### [Text provided]
Pharmacophore-Model-Based Virtual-Screening Approaches Identified Novel Natural Molecular Candidates for Treating Human Neuroblastoma

The mortality of cancer patients with neuroblastoma is increasing due to the limited availability of specific treatment options. Few drug candidates for combating neuroblastoma have been developed, and identifying novel therapeutic candidates against the disease is an urgent issue. It has been found that muc-N protein is amplified in one-third of human neuroblastomas and expressed as an attractive drug target against the disease. The myc-N protein interferes with the bromodomain and extraterminal (BET) family proteins. Pharmacologically inhibition of the protein potently depletes MYCN in neuroblastoma cells. BET inhibitors target MYCN transcription and show therapeutic efficacy against neuroblastoma. Therefore, the study aimed to identify potential inhibitors against the BET family protein, specifically Brd4 (brodamine-containing protein 4), to hinder the activity of neuroblastoma cells. To identify effective molecular candidates against the disease, a structure-based pharmacophore model was created for the binding site of the Brd4 protein. The pharmacophore model generated from the protein Brd4 was validated to screen potential natural active compounds. The compounds identified through the pharmacophore-model-based virtual-screening process were further screened through molecular docking, ADME (absorption, distribution, metabolism, and excretion), toxicity, and molecular dynamics (MD) simulation approach. The pharmacophore-model-based screening process initially identified 136 compounds, further evaluated based on molecular docking, ADME analysis, and toxicity approaches, identifying four compounds with good binding affinity and lower side effects. The stability of the selected compounds was also confirmed by dynamic simulation and molecular mechanics with generalized Born and surface area solvation (MM-GBSA) methods. Finally, the study identified four natural lead compounds, ZINC2509501, ZINC2566088, ZINC1615112, and ZINC4104882, that will potentially inhibit the activity of the desired protein and help to fight against neuroblastoma and related diseases. However, further evaluations through in vitro and in vivo assays are suggested to identify their efficacy against the desired protein and disease.

### [Material provided]
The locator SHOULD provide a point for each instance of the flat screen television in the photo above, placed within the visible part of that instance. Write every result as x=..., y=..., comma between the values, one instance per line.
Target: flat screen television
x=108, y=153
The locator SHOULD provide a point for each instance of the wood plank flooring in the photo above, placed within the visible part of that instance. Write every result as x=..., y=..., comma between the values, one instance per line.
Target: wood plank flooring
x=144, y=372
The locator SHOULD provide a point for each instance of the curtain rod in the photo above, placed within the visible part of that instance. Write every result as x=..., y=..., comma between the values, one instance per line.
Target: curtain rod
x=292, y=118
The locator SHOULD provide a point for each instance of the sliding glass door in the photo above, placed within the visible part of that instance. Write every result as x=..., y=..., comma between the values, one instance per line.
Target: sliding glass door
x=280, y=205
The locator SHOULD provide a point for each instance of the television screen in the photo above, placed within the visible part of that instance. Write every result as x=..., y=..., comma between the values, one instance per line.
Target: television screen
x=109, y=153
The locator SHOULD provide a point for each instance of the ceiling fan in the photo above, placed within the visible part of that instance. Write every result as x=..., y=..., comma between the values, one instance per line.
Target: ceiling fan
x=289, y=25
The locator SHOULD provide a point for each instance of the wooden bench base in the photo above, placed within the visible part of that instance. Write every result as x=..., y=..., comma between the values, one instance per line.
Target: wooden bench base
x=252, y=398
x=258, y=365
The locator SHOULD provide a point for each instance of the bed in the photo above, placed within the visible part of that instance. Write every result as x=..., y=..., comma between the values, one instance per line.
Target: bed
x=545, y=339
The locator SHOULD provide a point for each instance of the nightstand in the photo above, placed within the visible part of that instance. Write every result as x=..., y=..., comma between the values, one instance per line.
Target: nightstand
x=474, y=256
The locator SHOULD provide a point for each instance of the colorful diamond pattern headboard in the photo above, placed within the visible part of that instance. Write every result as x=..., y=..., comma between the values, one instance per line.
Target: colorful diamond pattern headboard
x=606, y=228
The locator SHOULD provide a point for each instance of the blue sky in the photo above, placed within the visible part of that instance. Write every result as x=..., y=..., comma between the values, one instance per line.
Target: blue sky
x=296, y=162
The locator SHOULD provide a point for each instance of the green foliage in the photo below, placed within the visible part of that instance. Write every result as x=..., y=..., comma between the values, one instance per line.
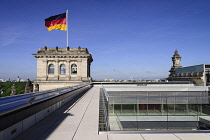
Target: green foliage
x=6, y=86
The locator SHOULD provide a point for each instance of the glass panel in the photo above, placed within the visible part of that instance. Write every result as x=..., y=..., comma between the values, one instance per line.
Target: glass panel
x=62, y=69
x=51, y=69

### [Tasks for this exercise]
1 - Please decide whether each statement agrees with the neuroblastoma text, and support each yes or no with the deciding words from it.
(a) The pharmacophore-based screening first turned up 136 compounds.
(b) The study confirmed the lead compounds' efficacy through in vivo assays.
(c) The pharmacophore model was structure-based and built for the binding site of the Brd4 protein.
2 - Answer these questions from the neuroblastoma text.
(a) What do BET inhibitors target?
(b) Which methods confirmed the stability of the selected compounds?
(c) Which natural lead compounds did the study finally identify?

### [Activity answers]
1 -
(a) Yes: "The pharmacophore-model-based screening process initially identified 136 compounds"
(b) No: "further evaluations through in vitro and in vivo assays are suggested to identify their efficacy against the desired protein and disease"
(c) Yes: "a structure-based pharmacophore model was created for the binding site of the Brd4 protein"

2 -
(a) MYCN transcription.
(b) Dynamic simulation and molecular mechanics with generalized Born and surface area solvation (MM-GBSA) methods.
(c) ZINC2509501, ZINC2566088, ZINC1615112, and ZINC4104882.